◆ **EXTRACTED RECORDS**:
==========

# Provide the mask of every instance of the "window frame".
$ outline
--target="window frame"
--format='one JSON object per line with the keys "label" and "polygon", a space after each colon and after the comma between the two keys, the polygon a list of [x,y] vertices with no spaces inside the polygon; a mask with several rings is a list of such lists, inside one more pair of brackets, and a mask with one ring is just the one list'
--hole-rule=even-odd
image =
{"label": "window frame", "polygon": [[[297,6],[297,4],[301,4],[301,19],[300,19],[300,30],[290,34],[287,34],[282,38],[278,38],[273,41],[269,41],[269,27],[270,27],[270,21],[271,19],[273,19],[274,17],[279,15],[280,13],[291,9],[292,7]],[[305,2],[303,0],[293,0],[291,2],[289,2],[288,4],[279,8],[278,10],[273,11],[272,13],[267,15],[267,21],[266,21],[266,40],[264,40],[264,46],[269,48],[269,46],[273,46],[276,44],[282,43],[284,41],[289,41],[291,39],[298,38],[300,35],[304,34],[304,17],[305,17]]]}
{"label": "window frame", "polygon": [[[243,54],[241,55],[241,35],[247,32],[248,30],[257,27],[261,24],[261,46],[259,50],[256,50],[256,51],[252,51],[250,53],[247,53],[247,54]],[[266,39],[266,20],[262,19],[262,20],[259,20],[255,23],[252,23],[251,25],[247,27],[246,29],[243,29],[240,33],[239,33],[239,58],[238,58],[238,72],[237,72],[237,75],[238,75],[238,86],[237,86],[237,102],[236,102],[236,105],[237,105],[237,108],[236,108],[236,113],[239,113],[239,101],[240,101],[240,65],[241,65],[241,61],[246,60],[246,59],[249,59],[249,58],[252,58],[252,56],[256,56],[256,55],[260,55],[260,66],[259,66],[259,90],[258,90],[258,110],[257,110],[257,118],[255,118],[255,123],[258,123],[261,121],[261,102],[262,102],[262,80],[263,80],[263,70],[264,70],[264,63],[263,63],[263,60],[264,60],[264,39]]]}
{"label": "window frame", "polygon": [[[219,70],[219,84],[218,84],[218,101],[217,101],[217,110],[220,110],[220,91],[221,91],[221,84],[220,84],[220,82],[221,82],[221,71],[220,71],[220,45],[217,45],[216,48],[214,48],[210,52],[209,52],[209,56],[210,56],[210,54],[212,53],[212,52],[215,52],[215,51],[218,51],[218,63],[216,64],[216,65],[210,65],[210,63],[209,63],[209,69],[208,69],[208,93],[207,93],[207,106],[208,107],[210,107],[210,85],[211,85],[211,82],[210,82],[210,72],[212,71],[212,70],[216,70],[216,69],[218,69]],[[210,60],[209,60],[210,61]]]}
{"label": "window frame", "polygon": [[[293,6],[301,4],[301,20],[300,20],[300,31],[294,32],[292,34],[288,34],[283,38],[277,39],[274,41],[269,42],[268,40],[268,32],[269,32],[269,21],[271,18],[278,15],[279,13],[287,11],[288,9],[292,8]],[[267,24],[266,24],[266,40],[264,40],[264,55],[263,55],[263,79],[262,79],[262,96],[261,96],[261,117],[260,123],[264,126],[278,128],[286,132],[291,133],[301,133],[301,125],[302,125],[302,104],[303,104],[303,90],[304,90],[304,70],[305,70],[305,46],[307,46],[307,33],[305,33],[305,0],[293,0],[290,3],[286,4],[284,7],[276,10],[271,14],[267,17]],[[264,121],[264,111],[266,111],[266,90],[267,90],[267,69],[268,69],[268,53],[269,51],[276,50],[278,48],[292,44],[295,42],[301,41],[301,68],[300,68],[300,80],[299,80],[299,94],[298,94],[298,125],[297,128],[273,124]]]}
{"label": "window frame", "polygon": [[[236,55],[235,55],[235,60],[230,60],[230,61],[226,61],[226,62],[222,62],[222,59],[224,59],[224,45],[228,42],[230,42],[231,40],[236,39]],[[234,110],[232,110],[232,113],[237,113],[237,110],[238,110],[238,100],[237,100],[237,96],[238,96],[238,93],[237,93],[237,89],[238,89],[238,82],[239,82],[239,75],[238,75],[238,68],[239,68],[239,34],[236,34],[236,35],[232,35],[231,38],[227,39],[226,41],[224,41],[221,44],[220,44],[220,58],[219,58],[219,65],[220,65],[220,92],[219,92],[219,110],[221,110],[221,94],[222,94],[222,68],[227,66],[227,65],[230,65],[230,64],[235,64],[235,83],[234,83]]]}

==========

◆ **TO BE DONE**: Pick out each line of the records above that contains the word "instance", and copy those lines in full.

◆ **RESULT OF THIS EXERCISE**:
# Provide the mask of every instance of the "window frame".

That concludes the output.